**Tarefa proposta 1**: No trecho sobre o devido processo legal, qual tribunal julga em instância única os processos oriundos de Conselhos de Justificação?

**Trecho do texto**:
----

O princípio do devido processo legal implica na obrigatoriedade de várias regras, segundo Nelson Nery Júnior, caracterizando as garantias processuais que devem ser conferidas ao processado, como: a) direito à prévia citação para conhecimento do teor da acusação; b) direito a um juiz imparcial; c) direito ao arrolamento de testemunhas e à elaboração de reperguntas; d) direito ao contraditório (contrariar provas, inclusive); e) direito à defesa técnica; f) direito à igualdade entre acusação e defesa; g) direito de não ser acusado ou processado com base em provas ilícitas; e h) privilégio contra a auto-incriminação. (44)

Nesse sentido, confira-se os dois únicos dispositivos legais que tratam, defeituosamente, da processualística do procedimento de julgamento, perante o Tribunal competente, do fato apurado no Conselho de Justificação, ou seja, os artigos 14 e 15 da Lei Federal n. 5.836/72, os quais se aplicam por analogia à legislação estadual:

“Art. 14. É da competência do Superior Tribunal Militar julgar, em instância única, os processos oriundos de Conselhos de Justificação, a ele remetidos por Ministro Militar.

Art. 15. No Superior Tribunal Militar, distribuído o processo, é o mesmo relatado por um dos Ministros que, antes, deve abrir prazo de 5 (cinco) dias para a defesa se manifestar por escrito sobre a decisão do Conselho de Justificação.”

De uma análise perfunctória verifica-se que o processo do Conselho de Justificação é judicialiforme(45) , possuindo uma fase administrativa e outra judicial, no entanto, a Lei regente na fase judicial não previu a instrução processual, mas apenas a manifestação da defesa e, a seguir, o feito é posto em mesa para julgamento.

----

**Material fornecido**:
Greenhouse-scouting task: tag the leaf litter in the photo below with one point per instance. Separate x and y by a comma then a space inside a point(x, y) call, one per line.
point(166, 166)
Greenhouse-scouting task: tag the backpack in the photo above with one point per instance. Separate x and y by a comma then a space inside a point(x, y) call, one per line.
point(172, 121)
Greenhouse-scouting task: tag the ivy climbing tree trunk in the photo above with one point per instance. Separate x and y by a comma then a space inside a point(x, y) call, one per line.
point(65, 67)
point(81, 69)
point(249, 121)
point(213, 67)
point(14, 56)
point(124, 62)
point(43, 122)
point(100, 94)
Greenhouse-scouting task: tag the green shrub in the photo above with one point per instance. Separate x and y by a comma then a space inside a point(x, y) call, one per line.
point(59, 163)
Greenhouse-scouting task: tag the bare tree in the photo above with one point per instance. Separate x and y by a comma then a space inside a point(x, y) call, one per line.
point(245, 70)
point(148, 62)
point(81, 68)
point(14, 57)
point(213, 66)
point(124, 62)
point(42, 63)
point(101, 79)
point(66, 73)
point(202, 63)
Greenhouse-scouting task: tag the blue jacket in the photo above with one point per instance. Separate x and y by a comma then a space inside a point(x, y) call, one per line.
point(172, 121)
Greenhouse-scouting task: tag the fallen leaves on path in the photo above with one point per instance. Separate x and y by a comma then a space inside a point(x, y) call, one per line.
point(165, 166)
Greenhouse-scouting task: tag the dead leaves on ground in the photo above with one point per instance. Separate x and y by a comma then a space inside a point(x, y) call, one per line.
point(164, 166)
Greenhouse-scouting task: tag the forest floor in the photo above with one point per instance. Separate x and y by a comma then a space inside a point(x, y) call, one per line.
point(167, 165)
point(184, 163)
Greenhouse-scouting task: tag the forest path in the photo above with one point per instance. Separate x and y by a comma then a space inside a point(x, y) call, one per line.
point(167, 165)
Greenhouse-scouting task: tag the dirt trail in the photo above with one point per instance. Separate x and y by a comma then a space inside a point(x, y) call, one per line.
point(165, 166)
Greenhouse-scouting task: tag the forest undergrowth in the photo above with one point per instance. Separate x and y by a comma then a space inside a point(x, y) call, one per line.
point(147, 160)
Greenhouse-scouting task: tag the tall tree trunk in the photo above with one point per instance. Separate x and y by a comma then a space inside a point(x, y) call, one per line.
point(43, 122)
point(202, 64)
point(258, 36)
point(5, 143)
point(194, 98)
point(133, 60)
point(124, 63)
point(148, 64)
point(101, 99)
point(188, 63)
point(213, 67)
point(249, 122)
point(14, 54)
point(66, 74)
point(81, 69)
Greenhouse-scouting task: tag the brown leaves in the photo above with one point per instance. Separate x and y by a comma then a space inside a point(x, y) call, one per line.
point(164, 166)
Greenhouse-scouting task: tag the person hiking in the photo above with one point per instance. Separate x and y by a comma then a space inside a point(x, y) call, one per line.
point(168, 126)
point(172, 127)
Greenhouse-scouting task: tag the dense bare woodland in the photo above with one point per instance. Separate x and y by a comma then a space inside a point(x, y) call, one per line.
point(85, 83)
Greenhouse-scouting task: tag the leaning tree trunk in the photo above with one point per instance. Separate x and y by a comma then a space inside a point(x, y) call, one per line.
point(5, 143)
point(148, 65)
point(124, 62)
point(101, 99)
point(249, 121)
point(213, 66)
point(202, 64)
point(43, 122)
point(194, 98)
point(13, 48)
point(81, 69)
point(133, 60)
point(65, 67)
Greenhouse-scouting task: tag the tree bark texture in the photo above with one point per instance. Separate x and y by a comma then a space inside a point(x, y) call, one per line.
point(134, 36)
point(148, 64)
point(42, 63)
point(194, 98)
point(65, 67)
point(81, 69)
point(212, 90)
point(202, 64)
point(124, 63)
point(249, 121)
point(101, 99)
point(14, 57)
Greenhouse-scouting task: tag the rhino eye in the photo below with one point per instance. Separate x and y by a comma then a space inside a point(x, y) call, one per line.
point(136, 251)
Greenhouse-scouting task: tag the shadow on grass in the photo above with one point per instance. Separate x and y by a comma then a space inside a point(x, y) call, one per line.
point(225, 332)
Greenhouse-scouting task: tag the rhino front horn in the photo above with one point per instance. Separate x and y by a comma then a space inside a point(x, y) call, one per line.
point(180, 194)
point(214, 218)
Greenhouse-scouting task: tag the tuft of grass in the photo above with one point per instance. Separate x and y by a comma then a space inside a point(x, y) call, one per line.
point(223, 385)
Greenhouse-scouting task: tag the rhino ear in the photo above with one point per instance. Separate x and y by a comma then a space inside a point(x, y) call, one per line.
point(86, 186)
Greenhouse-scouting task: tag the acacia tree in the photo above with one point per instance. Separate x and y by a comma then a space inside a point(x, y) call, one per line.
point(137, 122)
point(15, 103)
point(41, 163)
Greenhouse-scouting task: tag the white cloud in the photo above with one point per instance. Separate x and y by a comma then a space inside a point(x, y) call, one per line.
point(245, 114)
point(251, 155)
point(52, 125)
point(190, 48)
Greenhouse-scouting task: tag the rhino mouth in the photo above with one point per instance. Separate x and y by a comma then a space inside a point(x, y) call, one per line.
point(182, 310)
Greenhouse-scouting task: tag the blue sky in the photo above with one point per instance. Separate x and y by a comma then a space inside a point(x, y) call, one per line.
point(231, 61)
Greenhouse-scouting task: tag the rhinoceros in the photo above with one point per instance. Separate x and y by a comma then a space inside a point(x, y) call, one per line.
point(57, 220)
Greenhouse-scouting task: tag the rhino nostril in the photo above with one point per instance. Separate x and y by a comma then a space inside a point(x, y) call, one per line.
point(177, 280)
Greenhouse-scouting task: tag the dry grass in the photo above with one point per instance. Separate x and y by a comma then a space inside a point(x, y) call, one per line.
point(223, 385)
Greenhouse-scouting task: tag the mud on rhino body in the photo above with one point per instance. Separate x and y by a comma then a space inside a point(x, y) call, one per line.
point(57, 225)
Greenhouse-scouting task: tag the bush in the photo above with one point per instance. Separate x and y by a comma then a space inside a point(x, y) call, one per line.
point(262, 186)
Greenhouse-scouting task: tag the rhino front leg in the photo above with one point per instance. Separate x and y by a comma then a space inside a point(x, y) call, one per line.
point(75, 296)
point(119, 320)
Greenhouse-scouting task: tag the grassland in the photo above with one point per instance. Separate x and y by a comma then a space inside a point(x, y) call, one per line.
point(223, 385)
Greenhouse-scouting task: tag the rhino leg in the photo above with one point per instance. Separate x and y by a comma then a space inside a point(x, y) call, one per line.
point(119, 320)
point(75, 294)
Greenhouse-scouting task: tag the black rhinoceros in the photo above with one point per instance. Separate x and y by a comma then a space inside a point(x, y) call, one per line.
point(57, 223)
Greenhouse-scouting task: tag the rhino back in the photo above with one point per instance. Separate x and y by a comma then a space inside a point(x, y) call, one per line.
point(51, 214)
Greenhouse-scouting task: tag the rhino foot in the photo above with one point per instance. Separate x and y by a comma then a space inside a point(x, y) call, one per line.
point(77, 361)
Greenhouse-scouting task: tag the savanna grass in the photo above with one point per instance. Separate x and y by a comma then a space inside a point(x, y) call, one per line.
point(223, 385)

----

**Tarefa proposta 2**: Reproduza as linhas dos registros entre a que contém "Greenhouse-scouting task: tag the rhino foot" e a que contém "point(77, 361)", inclusive.

**Resposta esperada 1**: O Superior Tribunal Militar.

**Resposta esperada 2**:
Greenhouse-scouting task: tag the rhino foot in the photo above with one point per instance. Separate x and y by a comma then a space inside a point(x, y) call, one per line.
point(77, 361)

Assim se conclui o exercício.